REQUEST 1:
Return every line of the entries below that contains the word "leaf". Case counts, so only lines with the same capitalization match.

TEXT TO READ:

◇ ◇ ◇ ◇ ◇

Traditional email lists expand based on a set of list members. Profiling is an approach of distributing messages based on message content. This approach was core to ACP 127 operation and it was expected that ACP 127 systems performed message profiling. The mechanisms for achieving this are not specified in ACP 127; this appears to have been left to vendor choice.

NATO have provided help here with NATO Messaging System specification issued in 2005 and 2018. The earlier specification specified detailed Profiler capabilities in the context of STANAG 4406 and the latter specification gave a more generic definition. Isode M-Switch provides a profiling capability that is aligned to both of these specifications, which is discussed in more detail below.

Protocol Independent

A key goal of the M-Switch Profiler implementation is to be protocol independent and to be able to work with STANAG 4406, ACP 127 and SMTP deployments. The profiler has full support for STANAG 4406 and SMTP operation, noting that management is oriented towards SMTP which makes it convenient for use in conjunction with Isode’s Harrier Military Messaging client. ACP 127 is supported by protocol conversion.

STANAG 4406 and SMTP use the modern messaging architecture of separating message header and envelope. ACP 127 does not have this distinction, which avoids the problem noted next. For content based distribution, it is important that the original message is preserved, as this is the message being considered. However, a receiving client needs to be aware of action and information recipients to perform correct processing. This is achieved by forwarding the message so that both profile information and the original message are distributed. This can then be picked up by the client, as shown below:

protocol-independent

This message has been sent from organization “JOINT HQ” to organizations “ROME” and “NAVCOM”. The message has been profiled for “NAVCOM” and delivered to the role mailbox “COMMANDING OFFICER”. This message is recognized as a profiled message by Harrier and details of profiling information are expanded. Points to note:

  1. The original message is clearly displayed for the user to see and process
  2. The message is clearly marked as “not processed” with a precedence dependent target action time shown.
  3. Profiling details show the action and information recipients, indicating clearly that the current mailbox is an action recipient.
  4. The priority of the profiled message is FLASH, as NAVCOM is action recipient with FLASH priority and COMMANDING OFFICER has been profiled as an action recipient at NAVCOM.

 

Multiple Profiles & Profile Management

The NATO model is that profiles can be shared between organizations. Where this happens, profiling is done at the same time for all of the organizations in the profile, for each organizational recipient of the message. This reflects the overlapping nature of some organizations and ensures that roles will only receive one copy of a given profiled message. It also allows organizations to share profiling rules.

Profiling makes use of a Profile and an M-Switch server will be configured with a single profile that reflects the list of organizations being profiled by the server. In a high availability scenario with active/active M-Switch servers, multiple M-Switch servers will use the same profile.

m-switch-profiler

Profiles are stored in an M-Vault ACP 133 directory, which can be highly replicated to provide reliability. Multiple M-Switch servers can access the same profile. An M-Switch server will cache the current profile and will monitor M-Vault for updates.

The Profile is managed by Cobalt which is used for user, role and organization provisioning and described in the Isode white paper Provisioning for Military Messaging Handling Systems. This is a natural place to manage profiles. In particular:

  • Cobalt manages the profiled organizations, so these can be easily selected.

◇ ◇ ◇ ◇ ◇

ENTRIES SHOWN:
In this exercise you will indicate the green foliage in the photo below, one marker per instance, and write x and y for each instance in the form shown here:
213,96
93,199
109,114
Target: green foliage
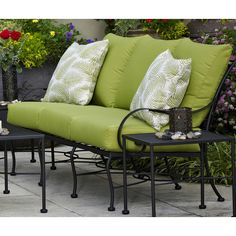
219,156
122,27
167,29
175,31
33,52
53,34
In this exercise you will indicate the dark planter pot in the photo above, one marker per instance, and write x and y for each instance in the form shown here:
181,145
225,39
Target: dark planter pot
31,84
9,84
140,32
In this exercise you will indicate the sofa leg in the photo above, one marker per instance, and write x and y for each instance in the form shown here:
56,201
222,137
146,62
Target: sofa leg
208,172
74,174
108,165
177,186
53,166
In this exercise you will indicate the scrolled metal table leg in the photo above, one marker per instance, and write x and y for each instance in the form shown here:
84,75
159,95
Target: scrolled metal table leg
177,186
74,194
43,177
125,211
6,190
13,169
234,177
220,198
202,156
152,181
32,151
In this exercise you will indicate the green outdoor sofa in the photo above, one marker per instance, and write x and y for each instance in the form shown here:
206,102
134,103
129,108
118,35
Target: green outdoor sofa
94,127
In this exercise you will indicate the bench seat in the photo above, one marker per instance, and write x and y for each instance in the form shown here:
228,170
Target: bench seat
92,125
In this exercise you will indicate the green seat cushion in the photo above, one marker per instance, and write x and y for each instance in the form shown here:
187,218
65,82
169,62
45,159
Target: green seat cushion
93,125
126,63
209,63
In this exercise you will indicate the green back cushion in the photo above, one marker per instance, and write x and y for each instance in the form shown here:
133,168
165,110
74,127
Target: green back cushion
209,63
113,69
129,58
126,63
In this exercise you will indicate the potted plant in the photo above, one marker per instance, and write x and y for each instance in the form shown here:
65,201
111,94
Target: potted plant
42,43
18,49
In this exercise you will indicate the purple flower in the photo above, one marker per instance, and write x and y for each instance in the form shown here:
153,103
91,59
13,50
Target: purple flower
227,81
71,26
229,93
89,41
232,58
68,36
234,70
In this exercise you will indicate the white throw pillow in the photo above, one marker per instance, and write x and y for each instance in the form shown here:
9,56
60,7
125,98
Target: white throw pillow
76,74
163,87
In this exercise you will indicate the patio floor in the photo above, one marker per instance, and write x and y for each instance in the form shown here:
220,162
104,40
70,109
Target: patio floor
93,195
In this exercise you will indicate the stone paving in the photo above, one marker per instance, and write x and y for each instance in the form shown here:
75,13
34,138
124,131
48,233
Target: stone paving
24,199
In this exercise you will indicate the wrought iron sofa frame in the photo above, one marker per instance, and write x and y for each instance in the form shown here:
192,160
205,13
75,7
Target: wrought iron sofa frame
107,157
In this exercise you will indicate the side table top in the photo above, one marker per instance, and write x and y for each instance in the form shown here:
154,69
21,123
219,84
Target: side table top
151,139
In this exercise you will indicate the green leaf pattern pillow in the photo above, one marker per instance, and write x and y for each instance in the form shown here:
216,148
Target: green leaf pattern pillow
76,74
163,87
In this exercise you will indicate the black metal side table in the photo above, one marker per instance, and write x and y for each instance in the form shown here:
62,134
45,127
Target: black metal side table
17,133
149,139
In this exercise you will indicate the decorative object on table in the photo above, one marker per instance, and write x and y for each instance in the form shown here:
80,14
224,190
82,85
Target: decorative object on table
3,131
163,87
167,135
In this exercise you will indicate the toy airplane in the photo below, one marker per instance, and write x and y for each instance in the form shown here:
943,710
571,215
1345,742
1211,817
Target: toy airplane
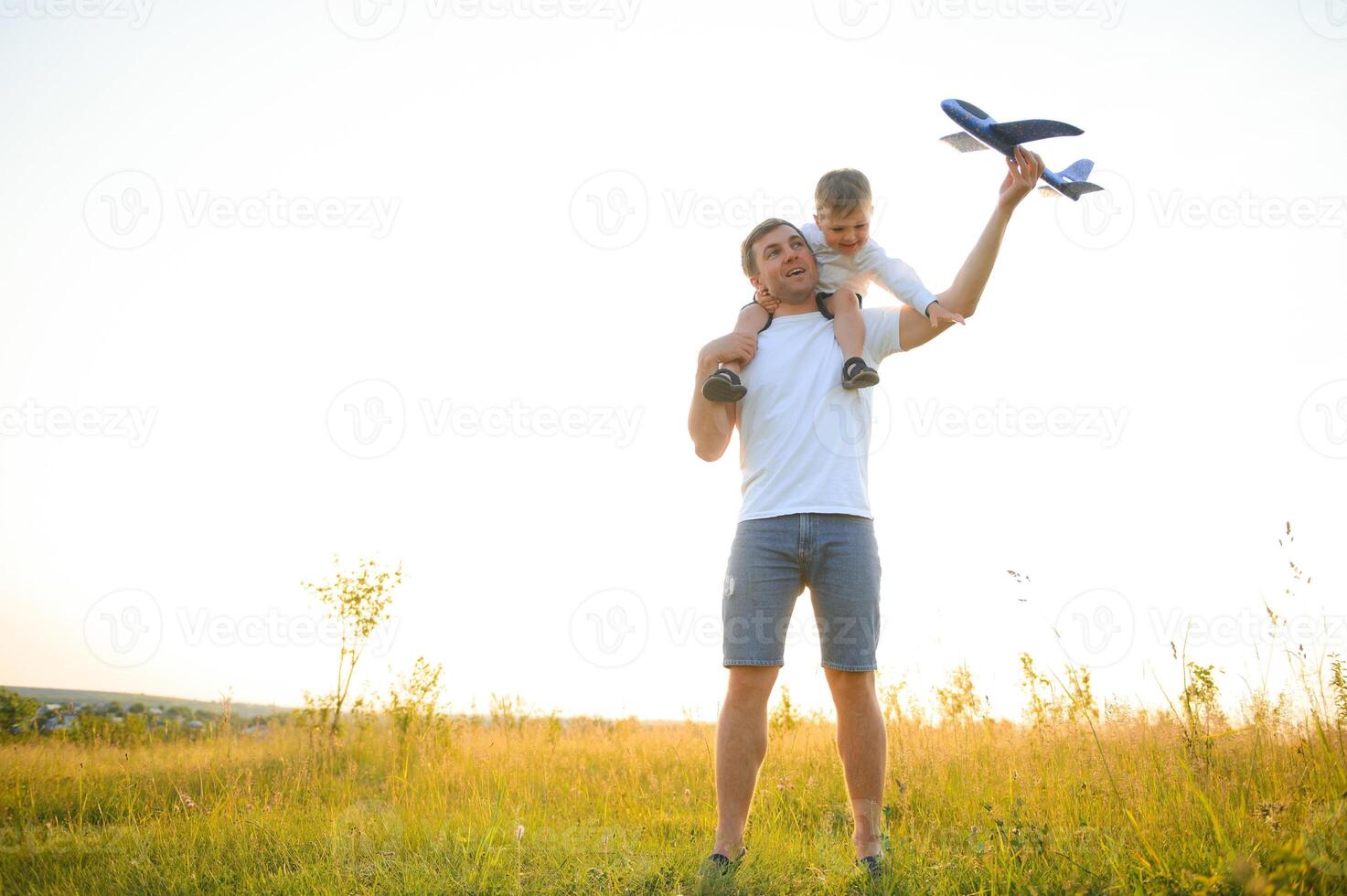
984,133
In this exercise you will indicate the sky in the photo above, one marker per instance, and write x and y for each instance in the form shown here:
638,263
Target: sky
426,281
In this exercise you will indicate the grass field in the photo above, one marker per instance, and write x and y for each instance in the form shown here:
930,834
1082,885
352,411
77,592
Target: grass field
1129,804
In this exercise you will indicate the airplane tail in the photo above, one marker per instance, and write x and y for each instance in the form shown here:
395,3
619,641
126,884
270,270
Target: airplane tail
1071,181
1076,190
1076,171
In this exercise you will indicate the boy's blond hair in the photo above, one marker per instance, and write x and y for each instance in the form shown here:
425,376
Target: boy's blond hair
842,192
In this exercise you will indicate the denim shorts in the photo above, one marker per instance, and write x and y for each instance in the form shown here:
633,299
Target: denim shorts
774,560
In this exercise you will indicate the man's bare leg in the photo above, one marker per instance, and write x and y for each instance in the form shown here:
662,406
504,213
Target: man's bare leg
740,748
862,745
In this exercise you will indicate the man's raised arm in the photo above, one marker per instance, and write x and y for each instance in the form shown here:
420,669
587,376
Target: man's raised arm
711,423
966,292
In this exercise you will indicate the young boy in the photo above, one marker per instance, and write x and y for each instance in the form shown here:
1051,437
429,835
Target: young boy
848,261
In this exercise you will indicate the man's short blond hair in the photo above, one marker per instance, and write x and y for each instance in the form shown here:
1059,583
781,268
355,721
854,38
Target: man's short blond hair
842,192
746,259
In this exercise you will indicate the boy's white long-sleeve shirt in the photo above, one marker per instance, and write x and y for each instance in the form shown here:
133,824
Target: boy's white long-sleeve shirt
869,263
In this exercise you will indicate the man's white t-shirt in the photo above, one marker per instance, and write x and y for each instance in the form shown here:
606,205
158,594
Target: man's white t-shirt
803,440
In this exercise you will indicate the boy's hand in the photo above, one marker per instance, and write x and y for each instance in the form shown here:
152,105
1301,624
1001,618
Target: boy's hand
768,301
939,315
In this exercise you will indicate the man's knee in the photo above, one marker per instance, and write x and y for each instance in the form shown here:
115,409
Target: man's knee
849,685
752,683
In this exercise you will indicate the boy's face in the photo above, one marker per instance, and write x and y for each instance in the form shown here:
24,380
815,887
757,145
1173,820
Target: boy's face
845,233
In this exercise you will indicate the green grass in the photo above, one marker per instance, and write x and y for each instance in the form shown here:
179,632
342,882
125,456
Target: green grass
624,807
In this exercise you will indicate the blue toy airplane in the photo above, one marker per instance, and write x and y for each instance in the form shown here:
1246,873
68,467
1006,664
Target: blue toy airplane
984,133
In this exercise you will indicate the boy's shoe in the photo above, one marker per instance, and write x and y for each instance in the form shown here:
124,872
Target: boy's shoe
857,375
723,386
722,862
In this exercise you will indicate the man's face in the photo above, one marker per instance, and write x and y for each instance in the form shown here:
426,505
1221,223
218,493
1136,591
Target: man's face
846,233
786,266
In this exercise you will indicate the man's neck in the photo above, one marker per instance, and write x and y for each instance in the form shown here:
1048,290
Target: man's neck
803,304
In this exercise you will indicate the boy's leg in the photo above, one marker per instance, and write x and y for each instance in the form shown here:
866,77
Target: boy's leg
848,324
843,307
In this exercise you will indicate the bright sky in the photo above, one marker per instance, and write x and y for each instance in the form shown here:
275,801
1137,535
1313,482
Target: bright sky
426,281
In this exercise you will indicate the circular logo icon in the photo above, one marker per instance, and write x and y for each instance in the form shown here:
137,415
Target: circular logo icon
611,209
367,19
124,209
1323,420
1096,628
124,628
611,628
1326,17
853,19
367,420
854,422
1098,219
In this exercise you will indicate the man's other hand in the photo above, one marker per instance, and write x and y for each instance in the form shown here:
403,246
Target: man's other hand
733,347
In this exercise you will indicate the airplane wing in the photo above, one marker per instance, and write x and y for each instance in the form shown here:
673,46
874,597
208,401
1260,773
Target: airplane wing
1017,133
963,142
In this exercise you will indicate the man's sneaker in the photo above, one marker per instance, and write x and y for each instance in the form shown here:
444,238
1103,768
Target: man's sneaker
722,862
723,386
871,865
857,373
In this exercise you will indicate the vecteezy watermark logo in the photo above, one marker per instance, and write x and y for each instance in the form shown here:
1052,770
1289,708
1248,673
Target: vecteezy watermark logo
1099,219
853,19
273,628
373,19
1326,17
1106,11
611,628
1249,210
611,209
521,421
124,628
1104,423
124,209
367,420
1096,628
134,11
367,19
1323,420
131,423
1247,627
853,422
275,210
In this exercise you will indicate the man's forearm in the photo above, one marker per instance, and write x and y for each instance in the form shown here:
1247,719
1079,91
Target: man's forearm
709,422
966,290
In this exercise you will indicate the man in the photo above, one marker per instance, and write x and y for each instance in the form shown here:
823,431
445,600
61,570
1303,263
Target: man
806,517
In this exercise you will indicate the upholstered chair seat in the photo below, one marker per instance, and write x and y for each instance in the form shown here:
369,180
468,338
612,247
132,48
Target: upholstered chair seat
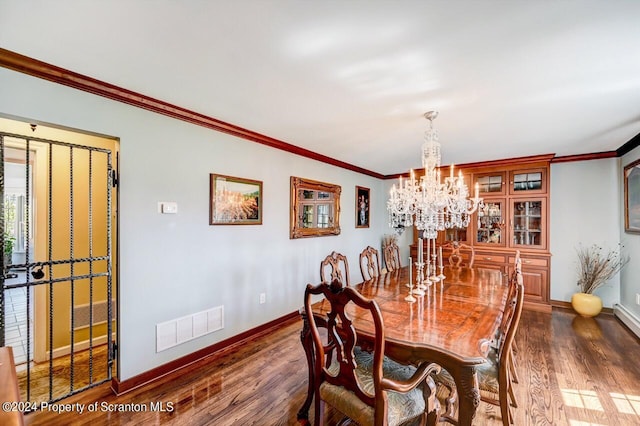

◇ ◇ ◇ ◇ ◇

REQUEST 2:
Pick up the passage on M-Switch message profiling above and continue it from its last sentence.

TASK RESPONSE 1:
In this exercise you will indicate the green leaf pattern pillow in the photo above, one marker per instance, and write x and y for each instance in the form shown here:
Target: green leaf pattern pillow

TASK RESPONSE 2:
  • Cobalt manages role based mailboxes for the organizations, so these can be easily selected as action and information recipients in profile rules.
profiler-configuration

Cobalt can manage multiple profile versions. One profile is always marked “active”, which is the one which M-Switch will use. This versioning has two benefits:

  1. Version management, so that profiles can be updated and tested, with fall back to older versions when needed.
  2. Support of multiple scenarios and rapid switch between them. For example, scenarios could be maintained for “war” and “peace”, or a special temporary scenario developed in support of an exercise.

 

Rules

The core of the Profiler function is a set of rules, which determine how the set of action and information recipients for a given message are determined. This section starts by looking at the SIC (Subject Indicator Code) rule as an example of how rules work. SICs are used in Military Message to specify what the message is about and are often central to the choices on message distribution. NATO SICs are three letters, and national SICs are usually “letter digit letter”. A message will typically have a small number of SICs to clearly indicate topic.

cobalt-sic-ccc

The UI for an SIC rule is shown above. Key points to note:

  1. Rules are independent objects that can be independently created and edited, with each rule named.
  2. Rules have different types, with UI appropriate to the type. This one is an SIC rule.
  3. There is a list of target organizations, which can be selected from known organizations. This is important where multiple organizations are being profiled, to specify which organizations the rule applies to. If omitted, the rule applies to all organizations being profiled.
  4. SIC or SIC pattern. In this example an exact SIC (“CCC”) is specified, but it is also possible to specify SIC patterns such as CC* or *C which enable a rule to be defined for a range of SICs.
  5. Action and Information recipients are specified for the rule.

 

A set of SIC rules can be specified to give coverage for messages with any combination of SIC values. Cobalt provides a UI to show for every SIC which action and information addresses will be used, which will enable an operator to review that all SCIs are handled appropriately.

In addition to the SIC rules, the following additional rules are supported.

  • Local. This provides a default rule that can be used to define default handling for an organization if no other rules match
  • Originator. A rule based on matching the message originator, so handling can be controlled based on which organization a message came from.
  • Address List. This rule functions as match on recipients specified in the message. The intended use of this is for when a message is sent to an address list which contains a local organization. This rule enables special handling for this situation.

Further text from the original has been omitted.